━━ Data provided

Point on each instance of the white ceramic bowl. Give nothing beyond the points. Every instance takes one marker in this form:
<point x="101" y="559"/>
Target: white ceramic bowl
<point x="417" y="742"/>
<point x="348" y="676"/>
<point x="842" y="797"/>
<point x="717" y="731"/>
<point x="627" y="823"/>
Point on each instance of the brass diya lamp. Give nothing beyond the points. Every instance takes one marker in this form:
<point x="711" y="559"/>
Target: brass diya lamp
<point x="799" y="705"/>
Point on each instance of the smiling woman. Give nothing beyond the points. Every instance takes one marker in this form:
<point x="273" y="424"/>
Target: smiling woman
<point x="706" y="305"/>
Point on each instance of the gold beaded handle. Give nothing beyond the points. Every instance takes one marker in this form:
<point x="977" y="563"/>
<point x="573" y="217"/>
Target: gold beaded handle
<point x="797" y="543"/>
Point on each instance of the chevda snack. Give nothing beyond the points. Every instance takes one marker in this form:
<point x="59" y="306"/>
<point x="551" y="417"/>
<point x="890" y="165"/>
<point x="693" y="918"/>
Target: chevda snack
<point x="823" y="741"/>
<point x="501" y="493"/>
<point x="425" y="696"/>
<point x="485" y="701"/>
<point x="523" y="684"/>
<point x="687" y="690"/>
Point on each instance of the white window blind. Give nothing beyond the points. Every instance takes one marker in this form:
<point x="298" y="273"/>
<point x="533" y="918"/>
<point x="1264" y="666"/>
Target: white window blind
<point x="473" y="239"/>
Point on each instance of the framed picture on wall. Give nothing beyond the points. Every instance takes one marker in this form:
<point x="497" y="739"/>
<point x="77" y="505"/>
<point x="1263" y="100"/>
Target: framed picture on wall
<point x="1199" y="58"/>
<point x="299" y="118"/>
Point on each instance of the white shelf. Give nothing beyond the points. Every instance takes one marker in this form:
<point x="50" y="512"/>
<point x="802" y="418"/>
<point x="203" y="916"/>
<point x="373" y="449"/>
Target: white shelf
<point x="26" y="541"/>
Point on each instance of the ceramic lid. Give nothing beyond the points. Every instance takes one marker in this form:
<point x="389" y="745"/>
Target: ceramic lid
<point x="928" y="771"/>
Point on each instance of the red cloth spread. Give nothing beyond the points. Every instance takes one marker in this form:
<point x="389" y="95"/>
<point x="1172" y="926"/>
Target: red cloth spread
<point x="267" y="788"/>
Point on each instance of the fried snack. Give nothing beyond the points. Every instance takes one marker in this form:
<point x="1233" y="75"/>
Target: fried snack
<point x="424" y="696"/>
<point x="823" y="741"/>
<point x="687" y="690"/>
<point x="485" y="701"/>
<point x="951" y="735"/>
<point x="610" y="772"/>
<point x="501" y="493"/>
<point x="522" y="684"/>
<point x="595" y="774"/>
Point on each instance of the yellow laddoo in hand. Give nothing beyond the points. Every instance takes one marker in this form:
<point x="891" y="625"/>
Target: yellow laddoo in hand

━━━━

Please transcribe the entries above exactly as written.

Point on each instance of the white ceramic bowl. Give nothing beyond the points. Every instance takes one marker in this form:
<point x="101" y="559"/>
Target: white ceramic bowl
<point x="417" y="742"/>
<point x="348" y="676"/>
<point x="842" y="797"/>
<point x="717" y="731"/>
<point x="627" y="823"/>
Point on each instance of the brass diya lamp. Give nothing beyond the points. Every instance takes one marker in this form:
<point x="711" y="559"/>
Target: brass diya lamp
<point x="799" y="705"/>
Point on each instance of the smiling woman. Give nothing beyond the points. Every instance takes one marker in this form:
<point x="273" y="424"/>
Target: smiling woman
<point x="706" y="305"/>
Point on each instance of the gold beaded handle. Give nothing beyond the points. Every instance takes one marker in this form:
<point x="977" y="563"/>
<point x="573" y="217"/>
Target: gold beaded handle
<point x="797" y="543"/>
Point on each instance of the chevda snack. Give nothing beyond the points. Every instance takes one marker in this form:
<point x="59" y="306"/>
<point x="551" y="417"/>
<point x="890" y="165"/>
<point x="693" y="918"/>
Target: chevda snack
<point x="823" y="741"/>
<point x="501" y="493"/>
<point x="425" y="696"/>
<point x="485" y="701"/>
<point x="523" y="684"/>
<point x="687" y="690"/>
Point on each instance of the white window blind. Give nothing beyond the points. Every instance takes one marker in this form:
<point x="298" y="273"/>
<point x="533" y="918"/>
<point x="1264" y="666"/>
Target: white window blind
<point x="473" y="239"/>
Point on each instance of the framed picture on wall. Give nothing beyond the points. Every instance takes one marker in this form:
<point x="497" y="739"/>
<point x="77" y="505"/>
<point x="1263" y="100"/>
Target: framed picture on wall
<point x="1199" y="58"/>
<point x="299" y="118"/>
Point on each instance of the white shelf. Give nothing beyond the points. Every instance takes one marker in this form:
<point x="50" y="512"/>
<point x="802" y="418"/>
<point x="203" y="916"/>
<point x="373" y="449"/>
Target: white shelf
<point x="26" y="541"/>
Point on each instance of the ceramic lid. Give nothing beyond the points. Every instance takes one marker in this form:
<point x="389" y="745"/>
Target: ceramic lid
<point x="928" y="771"/>
Point on each instance of the red cloth spread. Give nothing beyond the points. Every instance takes one marker in this form:
<point x="389" y="95"/>
<point x="1172" y="926"/>
Target: red cloth spread
<point x="267" y="788"/>
Point on each instance of the fried snack. Give nothing beyond the points. Every instance takes one marker in this form:
<point x="1233" y="75"/>
Target: fried snack
<point x="424" y="696"/>
<point x="823" y="741"/>
<point x="687" y="690"/>
<point x="485" y="701"/>
<point x="951" y="735"/>
<point x="610" y="772"/>
<point x="501" y="493"/>
<point x="522" y="684"/>
<point x="595" y="774"/>
Point on each instance of the yellow laddoo in hand. Give nothing beyond the points. Every instance takes one marker in this form:
<point x="891" y="625"/>
Target: yellow laddoo in hand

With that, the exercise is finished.